WHAT IS ASKED
Copy the records with "top-left corner" changed to "upper-left corner" and nothing else altered. Omit the pictures.

— START INFORMATION PROVIDED —

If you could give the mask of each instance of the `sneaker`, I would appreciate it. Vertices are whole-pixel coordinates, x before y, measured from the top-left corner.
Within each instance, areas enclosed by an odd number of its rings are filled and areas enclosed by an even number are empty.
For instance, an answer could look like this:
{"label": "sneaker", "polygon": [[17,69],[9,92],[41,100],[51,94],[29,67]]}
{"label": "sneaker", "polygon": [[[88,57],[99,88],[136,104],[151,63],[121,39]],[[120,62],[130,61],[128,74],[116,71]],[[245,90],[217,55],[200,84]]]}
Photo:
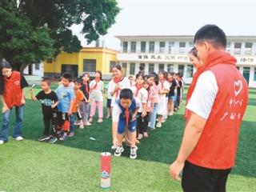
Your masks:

— END INFORMATION PROVIDED —

RESPONSE TO THE TASK
If you could give the mask of each instance of the `sneaker`, I would appreciate it. Vertices are whole-pixel coordinates, x before y, measured from the upper-left corner.
Within each instance, areas enclosed by an odd number of its rings are filled and areas enclosed by an even number are empty.
For instance, an answer could look like this:
{"label": "sneaker", "polygon": [[17,69],[9,92],[41,100],[51,94],[29,67]]}
{"label": "sneaker", "polygon": [[[88,57],[99,88],[136,104],[151,63],[121,39]],[[120,62],[130,61],[128,74],[116,71]],[[245,90],[217,55],[200,84]]]}
Photo:
Your masks:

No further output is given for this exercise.